Source passage:
Today I'm thrilled to interview Nicole Rollender, a prolific and talented poet who has not one but two new chapbooks recently out,
Bone of My Bone (Blood Pudding Press),
and Absence of Stars (Dancing Girl
Press). She also has a full-length book coming out by year end, Louder than
Everything You Love (ELJ Publications), and another chapbook, Ghost Tongue (Porkbelly Press), forthcoming next year. Read about how she manages to be both so prolific and so otherwordly in writing her gorgeous work.
JG: You have two chapbooks coming out this summer, Bone of My Bone (Blood Pudding Press),
and Absence
of Stars (Dancing
Girl Press). What are the themes of each, and is there overlap? How did you
decide which poems belong in each collection, or were they separately conceived
projects from the get-go?
NR: Each chapbook was
actually rooted in the birth of each of my children – Absence of Stars primarily for my daughter and Bone of My Bone for my son – and they started with poems about each
of those experiences, although poems about both children appear in each
collection. However, the poems that grew around each of those experiences did
evolve into different concerns, and different collections. Interestingly, some
of the poems are quite old and some are quite young, but I put together the
collections about six months apart. Absence
of Stars contains 13 poems and is a more delicate collection, centered
about what it means to be a first-time mother of a girl born with severe
intrauterine growth restriction, and the guilt of the mother-body betraying the
child. It’s also about memory, and how experiences become part of
physical/spiritual selves and how in a sense we live those memories alongside
our current lives (it’s also possible to live others’ memories). Bone of My Bone is grittier (there’s
suicide, death, torture) – the narrator has a fraught pregnancy where three
times it seems as though the child has died and then is born nine weeks
premature. The poems are also concerned with discovering what is the divine and
interrogating it about what our purpose is, and how we live as embodied
spirits.
JG: There is a marked transposing of the spiritual and the
physical in Bone
of My Bone;
the title of nearly every poem in the collection either names a body part/physical
act or a religious term (i.e. bone and tongue / vespers and vigils). The first
poem “Lauds” has these two striking lines: “I cry for you, God, who has no /
hands or feet on earth anymore.” There are sinners and apocalypses next to
metacarpals and phalanges. Are you addressing the duality of spirit and
body, or using the tension/energy that comes from examining such a duality in
your work? Or is something else going on here?

Task goal: Carry the interview with Nicole Rollender forward from its last line. The material that follows is separate from the interview above.

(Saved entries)

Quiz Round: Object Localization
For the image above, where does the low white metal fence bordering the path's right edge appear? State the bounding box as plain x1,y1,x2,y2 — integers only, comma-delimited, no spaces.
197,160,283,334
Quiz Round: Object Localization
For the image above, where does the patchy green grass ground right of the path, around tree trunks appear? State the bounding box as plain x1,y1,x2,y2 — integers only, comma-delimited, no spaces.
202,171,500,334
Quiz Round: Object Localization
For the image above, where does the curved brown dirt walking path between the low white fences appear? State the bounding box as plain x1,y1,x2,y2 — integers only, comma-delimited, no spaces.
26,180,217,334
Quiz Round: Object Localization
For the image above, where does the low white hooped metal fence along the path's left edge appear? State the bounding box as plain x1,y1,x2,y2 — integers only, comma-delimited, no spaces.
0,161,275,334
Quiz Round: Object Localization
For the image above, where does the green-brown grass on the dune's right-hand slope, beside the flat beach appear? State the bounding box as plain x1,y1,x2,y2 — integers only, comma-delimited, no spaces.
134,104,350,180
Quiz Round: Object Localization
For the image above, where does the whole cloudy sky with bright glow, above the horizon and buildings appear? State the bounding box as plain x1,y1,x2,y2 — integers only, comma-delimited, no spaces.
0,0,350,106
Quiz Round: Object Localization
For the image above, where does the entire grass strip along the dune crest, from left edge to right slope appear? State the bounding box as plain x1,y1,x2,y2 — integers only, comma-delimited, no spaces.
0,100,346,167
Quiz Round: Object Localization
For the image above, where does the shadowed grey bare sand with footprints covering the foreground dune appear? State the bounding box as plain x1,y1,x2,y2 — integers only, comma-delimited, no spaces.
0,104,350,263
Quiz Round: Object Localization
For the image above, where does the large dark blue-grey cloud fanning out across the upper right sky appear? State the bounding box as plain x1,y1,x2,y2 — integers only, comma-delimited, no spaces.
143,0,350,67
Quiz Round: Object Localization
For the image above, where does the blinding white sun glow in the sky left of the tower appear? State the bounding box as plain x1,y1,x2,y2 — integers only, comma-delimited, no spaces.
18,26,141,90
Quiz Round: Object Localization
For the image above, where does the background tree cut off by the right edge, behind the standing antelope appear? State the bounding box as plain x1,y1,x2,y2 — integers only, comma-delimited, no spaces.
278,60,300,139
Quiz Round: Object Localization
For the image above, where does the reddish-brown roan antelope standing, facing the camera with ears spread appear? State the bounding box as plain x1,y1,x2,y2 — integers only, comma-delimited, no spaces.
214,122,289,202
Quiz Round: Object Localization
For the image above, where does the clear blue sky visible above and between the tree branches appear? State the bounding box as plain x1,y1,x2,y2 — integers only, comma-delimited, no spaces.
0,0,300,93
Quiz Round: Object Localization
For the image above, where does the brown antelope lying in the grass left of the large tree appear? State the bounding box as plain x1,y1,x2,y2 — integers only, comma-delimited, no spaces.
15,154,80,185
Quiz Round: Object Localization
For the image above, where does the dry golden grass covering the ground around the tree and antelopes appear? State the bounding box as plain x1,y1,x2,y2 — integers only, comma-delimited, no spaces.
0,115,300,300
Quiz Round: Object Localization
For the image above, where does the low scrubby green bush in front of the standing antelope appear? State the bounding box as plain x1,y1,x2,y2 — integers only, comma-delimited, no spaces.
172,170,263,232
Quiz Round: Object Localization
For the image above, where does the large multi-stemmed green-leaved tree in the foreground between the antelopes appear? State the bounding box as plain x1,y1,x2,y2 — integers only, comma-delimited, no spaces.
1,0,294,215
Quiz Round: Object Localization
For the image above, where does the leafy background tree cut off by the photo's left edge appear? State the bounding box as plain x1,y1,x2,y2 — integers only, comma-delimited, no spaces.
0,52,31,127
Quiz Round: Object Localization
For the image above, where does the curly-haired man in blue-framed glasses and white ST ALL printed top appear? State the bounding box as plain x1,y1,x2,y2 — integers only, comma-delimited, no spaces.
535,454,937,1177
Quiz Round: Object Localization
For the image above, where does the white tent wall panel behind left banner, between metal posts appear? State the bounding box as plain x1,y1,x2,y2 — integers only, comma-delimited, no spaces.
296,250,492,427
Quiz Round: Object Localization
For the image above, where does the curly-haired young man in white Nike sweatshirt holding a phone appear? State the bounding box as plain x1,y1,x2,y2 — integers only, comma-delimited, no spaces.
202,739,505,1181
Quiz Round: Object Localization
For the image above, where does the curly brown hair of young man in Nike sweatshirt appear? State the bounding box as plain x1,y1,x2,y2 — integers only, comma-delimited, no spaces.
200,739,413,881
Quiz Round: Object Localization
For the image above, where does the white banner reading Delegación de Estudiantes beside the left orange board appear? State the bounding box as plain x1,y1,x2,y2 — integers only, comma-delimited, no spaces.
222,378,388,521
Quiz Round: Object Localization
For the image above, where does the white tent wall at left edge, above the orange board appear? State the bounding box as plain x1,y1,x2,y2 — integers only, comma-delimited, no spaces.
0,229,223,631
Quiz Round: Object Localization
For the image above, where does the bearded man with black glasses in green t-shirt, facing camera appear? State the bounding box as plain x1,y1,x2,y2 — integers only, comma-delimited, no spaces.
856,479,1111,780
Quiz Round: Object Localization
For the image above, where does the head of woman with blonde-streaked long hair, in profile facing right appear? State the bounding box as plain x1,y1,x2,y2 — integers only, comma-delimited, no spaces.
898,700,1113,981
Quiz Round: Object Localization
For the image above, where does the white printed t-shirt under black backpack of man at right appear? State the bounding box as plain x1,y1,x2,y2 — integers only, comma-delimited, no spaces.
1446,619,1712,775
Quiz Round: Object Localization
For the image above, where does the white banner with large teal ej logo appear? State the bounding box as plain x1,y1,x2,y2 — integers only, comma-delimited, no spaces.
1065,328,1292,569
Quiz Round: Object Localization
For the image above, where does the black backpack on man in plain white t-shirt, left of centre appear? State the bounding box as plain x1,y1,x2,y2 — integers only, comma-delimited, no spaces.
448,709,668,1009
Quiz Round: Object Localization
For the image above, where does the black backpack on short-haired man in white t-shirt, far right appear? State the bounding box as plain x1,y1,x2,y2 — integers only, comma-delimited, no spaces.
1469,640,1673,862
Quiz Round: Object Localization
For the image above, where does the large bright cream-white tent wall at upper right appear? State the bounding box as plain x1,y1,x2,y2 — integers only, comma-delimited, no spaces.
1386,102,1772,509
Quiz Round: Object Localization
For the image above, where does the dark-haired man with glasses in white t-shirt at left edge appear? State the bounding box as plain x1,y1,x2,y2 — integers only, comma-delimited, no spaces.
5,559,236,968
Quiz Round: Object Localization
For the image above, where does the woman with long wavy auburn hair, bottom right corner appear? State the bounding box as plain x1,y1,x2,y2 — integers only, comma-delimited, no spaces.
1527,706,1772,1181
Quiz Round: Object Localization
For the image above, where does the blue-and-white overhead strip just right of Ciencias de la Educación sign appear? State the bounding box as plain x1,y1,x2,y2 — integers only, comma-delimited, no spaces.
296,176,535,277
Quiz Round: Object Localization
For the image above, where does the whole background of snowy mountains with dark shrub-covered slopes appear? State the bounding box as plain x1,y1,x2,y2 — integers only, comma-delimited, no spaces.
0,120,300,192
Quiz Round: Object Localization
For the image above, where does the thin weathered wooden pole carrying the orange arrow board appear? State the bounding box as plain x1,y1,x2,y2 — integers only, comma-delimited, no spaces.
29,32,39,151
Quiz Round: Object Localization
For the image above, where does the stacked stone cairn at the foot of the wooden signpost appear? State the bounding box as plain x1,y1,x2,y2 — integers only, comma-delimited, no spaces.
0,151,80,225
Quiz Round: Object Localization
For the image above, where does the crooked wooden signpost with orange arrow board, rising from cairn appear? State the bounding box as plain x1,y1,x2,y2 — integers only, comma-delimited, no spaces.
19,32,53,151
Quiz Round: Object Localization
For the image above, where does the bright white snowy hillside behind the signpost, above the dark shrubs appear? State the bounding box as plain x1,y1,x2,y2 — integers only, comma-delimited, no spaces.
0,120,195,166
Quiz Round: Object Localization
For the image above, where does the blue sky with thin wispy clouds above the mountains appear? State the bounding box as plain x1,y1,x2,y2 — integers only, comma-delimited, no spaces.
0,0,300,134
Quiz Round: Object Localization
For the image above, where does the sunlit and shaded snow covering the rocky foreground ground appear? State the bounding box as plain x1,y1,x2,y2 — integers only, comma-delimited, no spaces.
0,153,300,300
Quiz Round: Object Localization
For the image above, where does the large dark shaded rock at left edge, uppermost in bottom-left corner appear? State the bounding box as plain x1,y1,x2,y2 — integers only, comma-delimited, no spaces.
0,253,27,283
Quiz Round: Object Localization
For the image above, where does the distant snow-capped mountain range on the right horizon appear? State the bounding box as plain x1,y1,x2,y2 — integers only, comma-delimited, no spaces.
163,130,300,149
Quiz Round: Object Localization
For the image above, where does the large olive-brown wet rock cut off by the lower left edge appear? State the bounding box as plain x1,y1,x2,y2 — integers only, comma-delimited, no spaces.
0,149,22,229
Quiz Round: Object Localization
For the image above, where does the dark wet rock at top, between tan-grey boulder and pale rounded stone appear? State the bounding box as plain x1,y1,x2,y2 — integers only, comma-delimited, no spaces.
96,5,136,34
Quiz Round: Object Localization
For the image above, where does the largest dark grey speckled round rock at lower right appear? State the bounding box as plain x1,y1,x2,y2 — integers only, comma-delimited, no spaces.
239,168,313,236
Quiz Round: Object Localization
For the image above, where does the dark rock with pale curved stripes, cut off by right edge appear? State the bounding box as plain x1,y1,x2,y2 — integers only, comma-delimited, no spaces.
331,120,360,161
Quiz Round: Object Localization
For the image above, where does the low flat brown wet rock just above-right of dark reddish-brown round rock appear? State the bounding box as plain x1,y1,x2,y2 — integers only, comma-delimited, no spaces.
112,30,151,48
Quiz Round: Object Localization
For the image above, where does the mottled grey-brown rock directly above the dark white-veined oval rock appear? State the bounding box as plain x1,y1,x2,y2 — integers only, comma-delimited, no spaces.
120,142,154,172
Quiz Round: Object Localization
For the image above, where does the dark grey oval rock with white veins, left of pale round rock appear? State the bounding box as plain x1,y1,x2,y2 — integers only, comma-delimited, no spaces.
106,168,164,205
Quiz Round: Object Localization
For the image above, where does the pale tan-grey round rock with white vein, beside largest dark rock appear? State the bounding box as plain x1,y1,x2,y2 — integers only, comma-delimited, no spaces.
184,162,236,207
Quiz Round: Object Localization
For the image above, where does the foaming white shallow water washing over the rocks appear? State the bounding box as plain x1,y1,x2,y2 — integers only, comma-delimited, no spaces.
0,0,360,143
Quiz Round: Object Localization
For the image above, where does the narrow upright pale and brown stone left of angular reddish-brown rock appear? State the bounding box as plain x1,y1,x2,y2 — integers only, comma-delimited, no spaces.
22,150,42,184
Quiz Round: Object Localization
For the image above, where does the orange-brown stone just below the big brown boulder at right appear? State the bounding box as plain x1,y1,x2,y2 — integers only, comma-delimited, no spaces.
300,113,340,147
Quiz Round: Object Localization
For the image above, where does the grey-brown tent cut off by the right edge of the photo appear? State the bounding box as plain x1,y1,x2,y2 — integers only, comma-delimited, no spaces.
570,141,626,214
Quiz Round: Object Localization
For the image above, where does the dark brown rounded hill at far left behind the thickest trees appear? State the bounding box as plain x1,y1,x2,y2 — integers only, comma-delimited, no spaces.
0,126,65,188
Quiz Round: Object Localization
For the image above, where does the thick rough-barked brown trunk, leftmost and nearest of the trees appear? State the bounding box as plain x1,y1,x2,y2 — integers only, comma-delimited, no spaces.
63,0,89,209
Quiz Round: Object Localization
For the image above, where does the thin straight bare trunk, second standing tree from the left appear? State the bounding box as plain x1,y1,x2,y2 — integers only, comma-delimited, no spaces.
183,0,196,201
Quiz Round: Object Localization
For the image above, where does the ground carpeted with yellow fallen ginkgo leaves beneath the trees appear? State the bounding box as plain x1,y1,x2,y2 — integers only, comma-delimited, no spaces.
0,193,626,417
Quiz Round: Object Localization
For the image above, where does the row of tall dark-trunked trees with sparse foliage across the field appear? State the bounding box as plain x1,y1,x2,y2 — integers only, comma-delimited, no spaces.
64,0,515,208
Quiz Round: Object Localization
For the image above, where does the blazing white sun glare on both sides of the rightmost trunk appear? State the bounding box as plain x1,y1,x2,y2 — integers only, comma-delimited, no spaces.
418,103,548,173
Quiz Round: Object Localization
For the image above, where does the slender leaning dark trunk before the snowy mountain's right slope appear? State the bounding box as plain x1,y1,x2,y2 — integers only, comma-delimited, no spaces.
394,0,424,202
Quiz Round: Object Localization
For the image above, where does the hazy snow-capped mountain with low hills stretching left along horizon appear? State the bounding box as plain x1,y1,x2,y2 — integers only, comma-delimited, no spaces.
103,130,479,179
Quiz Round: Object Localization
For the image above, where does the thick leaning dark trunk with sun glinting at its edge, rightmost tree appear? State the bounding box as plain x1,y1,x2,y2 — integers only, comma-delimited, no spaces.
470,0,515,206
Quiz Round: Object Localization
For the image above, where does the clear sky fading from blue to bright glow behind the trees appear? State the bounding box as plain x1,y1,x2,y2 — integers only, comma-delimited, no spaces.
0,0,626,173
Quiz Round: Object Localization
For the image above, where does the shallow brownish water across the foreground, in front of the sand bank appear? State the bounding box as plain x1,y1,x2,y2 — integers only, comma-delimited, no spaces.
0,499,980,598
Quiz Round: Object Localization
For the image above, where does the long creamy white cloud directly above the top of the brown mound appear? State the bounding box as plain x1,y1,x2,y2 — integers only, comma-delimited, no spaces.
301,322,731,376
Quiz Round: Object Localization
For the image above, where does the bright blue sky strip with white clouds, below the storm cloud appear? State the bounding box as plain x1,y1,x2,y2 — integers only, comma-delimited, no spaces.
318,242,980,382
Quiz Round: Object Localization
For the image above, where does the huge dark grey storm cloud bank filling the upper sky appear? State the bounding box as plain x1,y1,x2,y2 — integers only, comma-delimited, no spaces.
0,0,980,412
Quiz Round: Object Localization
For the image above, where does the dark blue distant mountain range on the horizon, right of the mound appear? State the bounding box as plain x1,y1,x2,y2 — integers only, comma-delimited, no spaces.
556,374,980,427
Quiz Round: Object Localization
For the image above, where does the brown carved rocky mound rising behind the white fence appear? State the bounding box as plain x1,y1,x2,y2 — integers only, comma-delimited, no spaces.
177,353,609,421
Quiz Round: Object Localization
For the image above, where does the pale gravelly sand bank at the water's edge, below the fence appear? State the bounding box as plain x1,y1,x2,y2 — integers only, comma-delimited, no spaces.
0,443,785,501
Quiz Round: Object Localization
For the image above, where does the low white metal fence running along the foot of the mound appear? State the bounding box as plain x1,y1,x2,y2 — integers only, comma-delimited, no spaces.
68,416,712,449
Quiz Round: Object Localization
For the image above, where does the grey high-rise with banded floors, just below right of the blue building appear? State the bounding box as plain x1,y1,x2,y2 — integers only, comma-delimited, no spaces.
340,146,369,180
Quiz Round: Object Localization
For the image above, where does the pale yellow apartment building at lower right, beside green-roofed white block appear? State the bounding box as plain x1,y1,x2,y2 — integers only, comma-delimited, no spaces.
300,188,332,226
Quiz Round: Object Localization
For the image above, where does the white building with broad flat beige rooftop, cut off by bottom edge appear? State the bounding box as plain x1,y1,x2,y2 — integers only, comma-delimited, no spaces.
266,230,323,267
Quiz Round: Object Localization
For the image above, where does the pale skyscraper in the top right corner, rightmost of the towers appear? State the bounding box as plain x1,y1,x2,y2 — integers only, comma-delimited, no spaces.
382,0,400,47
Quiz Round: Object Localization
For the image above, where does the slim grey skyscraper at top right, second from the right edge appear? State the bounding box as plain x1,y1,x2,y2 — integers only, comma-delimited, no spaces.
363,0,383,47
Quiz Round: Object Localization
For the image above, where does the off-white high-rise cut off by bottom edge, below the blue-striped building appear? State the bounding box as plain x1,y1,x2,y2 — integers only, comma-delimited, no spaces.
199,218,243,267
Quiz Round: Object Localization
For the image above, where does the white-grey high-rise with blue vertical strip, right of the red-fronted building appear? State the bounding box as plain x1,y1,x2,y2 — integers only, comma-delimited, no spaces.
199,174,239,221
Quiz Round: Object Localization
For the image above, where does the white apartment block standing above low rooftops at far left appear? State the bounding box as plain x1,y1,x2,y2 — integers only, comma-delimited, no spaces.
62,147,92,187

Reply to the task:
NR: Bone of My Bone evolved into an exercise of trying to understand
how to live in this world, with the knowledge that there’s also this afterlife-world
that co-exists with the plane we inhabit. I like what you said about the poems
using the tension/energy that comes from examining such a duality, because when
I write I feel that tension physically inside my body. I think, how do I
harness this tension, how do I translate this struggle, this what feels like
angst dancing a jig on my ribs, into visceral poems? I’m Catholic, so I was
raised with the strong sense that we’re both spirit and body, and we co-exist
with the afterlife that’s inhabited by spirits. And we deal with this, when
someone dies, when we’re depressed and contemplate leaving our bodies, when we
have a miscarriage. When I write, I feel this whole gathering of things around
me, memories, objects, words, things that are beautiful, other things that are
grotesque. It’s this chaos, all these voices, so the idea is how do I inhabit
multiple places, the earth, the afterlife as this creature who has a dual form?
I think most people struggle with what their life on earth means. In this
chapbook, there’s a reflection of that real questioning, and how we’re never
really sure of anything—our place on earth, salvation, the meaning of
suffering. It’s an ongoing internal struggle.
JG: There is a lot of intergenerational interplay in both
chapbooks—the speaker and her premature baby, the speaker’s dead mother and
grandmother, the grandfather. There’s also a repeated concern about entering
heaven. Is the reaching for connection throughout generations a kind of
insurance against being forgotten, against not entering heaven? And does this
extend to the two writers whose lines are listed in your notes as being used in
some of your poems, Virginia Woolf and Sylvia Plath? Are they part of the
lineage invoked?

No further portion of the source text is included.